• _The problem_
Pull out every line in the rows below that contains the string "target".

• _Given data_
____

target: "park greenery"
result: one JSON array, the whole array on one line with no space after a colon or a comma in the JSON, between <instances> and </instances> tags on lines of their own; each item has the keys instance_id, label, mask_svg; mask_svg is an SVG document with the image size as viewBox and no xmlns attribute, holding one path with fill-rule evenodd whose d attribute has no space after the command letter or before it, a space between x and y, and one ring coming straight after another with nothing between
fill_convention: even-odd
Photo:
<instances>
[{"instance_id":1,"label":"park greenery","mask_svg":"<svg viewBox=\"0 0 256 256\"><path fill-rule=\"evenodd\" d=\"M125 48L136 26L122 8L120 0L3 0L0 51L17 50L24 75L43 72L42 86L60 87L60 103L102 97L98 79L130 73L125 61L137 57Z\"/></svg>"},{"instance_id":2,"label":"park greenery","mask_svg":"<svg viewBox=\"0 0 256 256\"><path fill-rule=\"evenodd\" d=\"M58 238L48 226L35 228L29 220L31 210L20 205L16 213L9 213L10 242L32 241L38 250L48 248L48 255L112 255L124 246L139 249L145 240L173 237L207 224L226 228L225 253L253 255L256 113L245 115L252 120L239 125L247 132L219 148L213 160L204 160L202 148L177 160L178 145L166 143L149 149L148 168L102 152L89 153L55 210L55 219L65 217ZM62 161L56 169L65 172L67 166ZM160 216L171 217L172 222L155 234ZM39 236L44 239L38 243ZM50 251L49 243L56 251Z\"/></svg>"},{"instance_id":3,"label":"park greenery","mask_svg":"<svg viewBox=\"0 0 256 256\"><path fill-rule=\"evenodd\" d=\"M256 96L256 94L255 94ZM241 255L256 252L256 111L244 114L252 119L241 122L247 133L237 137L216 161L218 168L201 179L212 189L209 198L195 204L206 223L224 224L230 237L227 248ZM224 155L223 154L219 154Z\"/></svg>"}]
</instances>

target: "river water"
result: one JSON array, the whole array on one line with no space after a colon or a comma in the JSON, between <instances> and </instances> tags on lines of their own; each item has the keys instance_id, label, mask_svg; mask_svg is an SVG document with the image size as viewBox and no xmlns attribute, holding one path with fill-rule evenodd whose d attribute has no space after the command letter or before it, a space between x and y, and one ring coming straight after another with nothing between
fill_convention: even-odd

____

• _Result_
target: "park greenery"
target: "river water"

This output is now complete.